### Work instructions
Repeat the lines of the material below exactly, from the line containing "Reviewer note: confirm one keypoint per instance of the striped" through the final line of the material, both included.

(Some records)

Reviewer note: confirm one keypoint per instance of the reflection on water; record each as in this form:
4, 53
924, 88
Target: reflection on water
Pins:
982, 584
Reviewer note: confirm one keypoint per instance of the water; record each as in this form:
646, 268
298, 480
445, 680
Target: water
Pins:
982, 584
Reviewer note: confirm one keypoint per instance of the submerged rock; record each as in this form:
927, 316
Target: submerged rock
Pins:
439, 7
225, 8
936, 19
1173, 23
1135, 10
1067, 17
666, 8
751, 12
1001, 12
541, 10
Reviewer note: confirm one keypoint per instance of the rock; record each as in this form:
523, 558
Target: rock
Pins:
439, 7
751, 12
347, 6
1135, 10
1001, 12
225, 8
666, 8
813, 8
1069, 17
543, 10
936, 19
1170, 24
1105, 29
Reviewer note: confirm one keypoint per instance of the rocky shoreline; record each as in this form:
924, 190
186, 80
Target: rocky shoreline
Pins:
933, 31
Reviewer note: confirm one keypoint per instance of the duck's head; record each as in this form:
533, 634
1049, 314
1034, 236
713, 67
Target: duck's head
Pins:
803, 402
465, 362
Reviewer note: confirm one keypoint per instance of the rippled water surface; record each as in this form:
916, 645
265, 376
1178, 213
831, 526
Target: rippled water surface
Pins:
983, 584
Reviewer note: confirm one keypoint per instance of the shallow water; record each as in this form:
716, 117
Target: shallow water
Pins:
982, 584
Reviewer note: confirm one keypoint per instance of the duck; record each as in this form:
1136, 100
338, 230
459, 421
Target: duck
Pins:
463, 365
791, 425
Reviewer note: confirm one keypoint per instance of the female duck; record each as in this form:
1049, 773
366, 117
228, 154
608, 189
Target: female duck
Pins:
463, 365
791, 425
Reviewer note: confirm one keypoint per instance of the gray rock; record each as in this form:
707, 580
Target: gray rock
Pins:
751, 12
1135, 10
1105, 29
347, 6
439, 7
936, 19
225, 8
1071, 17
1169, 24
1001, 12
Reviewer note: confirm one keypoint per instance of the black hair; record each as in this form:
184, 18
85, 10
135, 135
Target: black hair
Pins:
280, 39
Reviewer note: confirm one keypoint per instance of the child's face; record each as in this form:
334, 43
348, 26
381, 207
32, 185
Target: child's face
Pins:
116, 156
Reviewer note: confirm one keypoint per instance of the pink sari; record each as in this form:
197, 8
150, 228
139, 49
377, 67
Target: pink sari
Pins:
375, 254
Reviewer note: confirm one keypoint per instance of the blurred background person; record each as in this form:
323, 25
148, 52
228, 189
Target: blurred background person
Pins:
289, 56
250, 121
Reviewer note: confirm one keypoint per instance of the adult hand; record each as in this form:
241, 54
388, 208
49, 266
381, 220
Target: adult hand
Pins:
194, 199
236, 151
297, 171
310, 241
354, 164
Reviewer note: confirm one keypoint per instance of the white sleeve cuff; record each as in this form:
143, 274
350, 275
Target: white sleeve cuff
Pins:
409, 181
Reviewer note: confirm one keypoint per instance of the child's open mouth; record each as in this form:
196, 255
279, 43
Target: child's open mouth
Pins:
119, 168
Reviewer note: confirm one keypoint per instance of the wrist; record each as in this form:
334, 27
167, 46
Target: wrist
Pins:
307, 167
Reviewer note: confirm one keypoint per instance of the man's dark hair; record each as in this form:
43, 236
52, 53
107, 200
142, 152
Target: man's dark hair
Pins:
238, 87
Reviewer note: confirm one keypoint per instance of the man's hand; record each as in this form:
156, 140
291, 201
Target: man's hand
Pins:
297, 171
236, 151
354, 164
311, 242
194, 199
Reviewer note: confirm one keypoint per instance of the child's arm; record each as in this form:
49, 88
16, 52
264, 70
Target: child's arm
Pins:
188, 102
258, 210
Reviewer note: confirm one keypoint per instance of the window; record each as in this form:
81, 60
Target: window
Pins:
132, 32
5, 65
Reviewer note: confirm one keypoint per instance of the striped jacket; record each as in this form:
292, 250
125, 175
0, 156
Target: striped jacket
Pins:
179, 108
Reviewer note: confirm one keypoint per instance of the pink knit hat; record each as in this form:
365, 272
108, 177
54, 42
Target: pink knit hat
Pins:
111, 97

### Exercise output
Reviewer note: confirm one keypoint per instance of the striped jacket; record each as in this form:
292, 250
125, 175
0, 156
Target: striped jacket
Pins:
179, 108
Reviewer note: confirm one keypoint per instance of the pink knit hat; record each as in this form:
365, 272
108, 177
54, 42
Target: pink knit hat
Pins:
111, 97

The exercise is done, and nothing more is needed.